[Stored data entries]
* * * * * * * * *

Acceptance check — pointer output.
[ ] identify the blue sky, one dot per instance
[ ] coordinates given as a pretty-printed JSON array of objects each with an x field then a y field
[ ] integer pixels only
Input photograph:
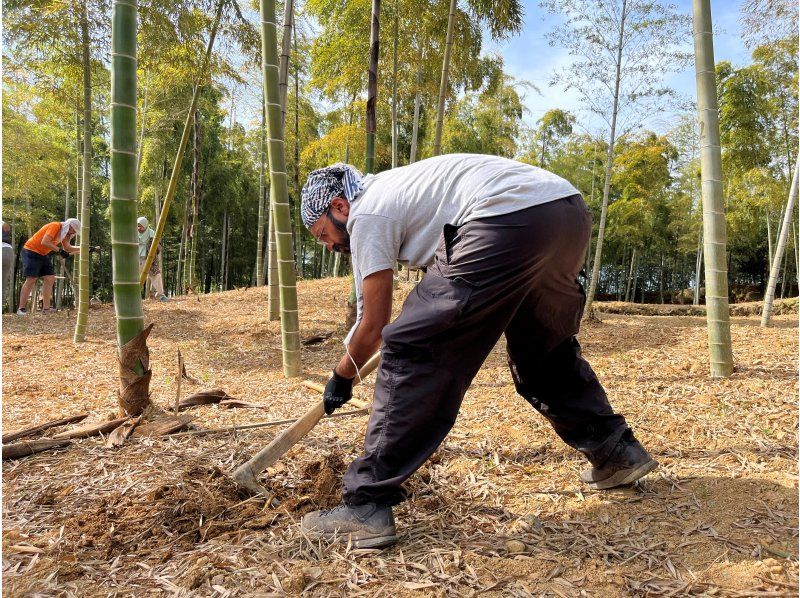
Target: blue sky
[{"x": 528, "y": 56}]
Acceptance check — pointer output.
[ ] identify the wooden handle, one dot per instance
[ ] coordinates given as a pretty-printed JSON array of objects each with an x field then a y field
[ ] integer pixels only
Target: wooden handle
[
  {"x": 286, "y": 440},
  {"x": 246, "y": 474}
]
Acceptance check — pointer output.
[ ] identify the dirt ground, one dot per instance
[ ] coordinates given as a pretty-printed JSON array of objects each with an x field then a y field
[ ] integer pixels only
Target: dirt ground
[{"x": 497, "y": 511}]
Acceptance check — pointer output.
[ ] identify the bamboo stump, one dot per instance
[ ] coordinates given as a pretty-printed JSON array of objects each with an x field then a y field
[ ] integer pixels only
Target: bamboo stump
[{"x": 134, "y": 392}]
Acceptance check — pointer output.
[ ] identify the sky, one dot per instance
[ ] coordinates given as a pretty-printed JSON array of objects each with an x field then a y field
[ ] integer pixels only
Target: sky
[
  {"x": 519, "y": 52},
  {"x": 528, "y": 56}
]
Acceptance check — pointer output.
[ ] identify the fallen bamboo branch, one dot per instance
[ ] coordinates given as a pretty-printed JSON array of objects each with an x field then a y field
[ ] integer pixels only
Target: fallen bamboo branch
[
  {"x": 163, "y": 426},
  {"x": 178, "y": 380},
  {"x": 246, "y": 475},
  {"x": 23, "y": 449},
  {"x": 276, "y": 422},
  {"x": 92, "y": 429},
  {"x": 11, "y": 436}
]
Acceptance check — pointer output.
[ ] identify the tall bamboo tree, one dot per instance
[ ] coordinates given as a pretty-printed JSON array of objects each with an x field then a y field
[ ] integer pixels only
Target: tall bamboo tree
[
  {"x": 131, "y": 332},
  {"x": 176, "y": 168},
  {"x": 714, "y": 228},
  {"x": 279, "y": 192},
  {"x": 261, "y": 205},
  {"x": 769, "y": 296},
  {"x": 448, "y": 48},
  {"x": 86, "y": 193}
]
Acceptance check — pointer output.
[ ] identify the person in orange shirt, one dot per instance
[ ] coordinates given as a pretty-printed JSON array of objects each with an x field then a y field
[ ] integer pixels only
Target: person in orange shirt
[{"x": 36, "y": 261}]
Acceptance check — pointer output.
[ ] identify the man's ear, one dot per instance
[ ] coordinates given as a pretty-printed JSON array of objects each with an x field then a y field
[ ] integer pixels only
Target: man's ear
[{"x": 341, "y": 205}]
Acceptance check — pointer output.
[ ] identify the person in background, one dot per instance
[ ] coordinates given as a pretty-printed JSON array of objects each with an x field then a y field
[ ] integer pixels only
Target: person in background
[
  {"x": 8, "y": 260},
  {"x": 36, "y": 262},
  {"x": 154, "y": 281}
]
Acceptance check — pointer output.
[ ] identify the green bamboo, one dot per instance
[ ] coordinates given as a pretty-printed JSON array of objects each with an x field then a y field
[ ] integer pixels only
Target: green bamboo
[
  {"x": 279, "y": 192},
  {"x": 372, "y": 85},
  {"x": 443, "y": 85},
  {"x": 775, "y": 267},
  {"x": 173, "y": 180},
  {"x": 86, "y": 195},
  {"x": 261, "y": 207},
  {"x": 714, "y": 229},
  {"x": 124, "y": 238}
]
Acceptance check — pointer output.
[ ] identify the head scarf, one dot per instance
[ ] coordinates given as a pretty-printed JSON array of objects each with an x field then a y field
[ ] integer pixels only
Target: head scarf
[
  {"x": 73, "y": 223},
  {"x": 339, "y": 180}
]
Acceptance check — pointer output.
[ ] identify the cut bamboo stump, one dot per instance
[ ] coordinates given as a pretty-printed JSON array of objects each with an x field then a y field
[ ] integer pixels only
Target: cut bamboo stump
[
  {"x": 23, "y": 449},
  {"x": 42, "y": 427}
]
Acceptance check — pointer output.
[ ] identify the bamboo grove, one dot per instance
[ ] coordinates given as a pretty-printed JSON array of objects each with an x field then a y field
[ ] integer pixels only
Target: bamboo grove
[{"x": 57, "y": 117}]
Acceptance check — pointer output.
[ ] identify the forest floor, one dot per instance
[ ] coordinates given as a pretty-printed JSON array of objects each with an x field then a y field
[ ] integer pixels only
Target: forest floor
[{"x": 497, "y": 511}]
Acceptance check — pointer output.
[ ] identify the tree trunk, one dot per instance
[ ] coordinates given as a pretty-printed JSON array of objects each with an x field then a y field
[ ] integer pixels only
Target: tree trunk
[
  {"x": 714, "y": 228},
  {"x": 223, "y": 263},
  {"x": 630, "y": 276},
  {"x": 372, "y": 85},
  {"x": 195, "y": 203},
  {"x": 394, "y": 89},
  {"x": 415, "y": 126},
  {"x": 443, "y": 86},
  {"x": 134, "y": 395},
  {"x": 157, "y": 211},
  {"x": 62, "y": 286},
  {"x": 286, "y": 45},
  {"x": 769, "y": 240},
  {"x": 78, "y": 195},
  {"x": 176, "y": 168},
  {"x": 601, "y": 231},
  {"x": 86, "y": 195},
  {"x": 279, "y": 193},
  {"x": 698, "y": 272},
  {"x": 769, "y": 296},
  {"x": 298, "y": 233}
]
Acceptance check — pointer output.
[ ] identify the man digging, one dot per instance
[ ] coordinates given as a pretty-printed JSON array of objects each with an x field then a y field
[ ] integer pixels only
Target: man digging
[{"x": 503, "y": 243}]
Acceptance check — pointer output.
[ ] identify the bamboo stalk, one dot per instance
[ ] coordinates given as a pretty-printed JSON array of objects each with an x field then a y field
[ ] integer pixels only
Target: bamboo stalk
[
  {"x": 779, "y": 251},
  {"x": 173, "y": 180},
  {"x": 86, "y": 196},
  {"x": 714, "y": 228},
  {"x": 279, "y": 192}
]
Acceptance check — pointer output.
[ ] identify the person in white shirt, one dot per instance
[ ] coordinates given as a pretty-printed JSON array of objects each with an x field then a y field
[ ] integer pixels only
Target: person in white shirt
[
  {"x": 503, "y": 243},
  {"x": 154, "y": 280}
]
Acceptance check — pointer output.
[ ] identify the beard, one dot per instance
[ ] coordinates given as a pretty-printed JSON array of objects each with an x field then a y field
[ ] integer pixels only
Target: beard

* * * * * * * * *

In the entries above, find each line with the string "beard" and copy it.

## Answer space
[ ] identify the beard, one dot per instance
Target: beard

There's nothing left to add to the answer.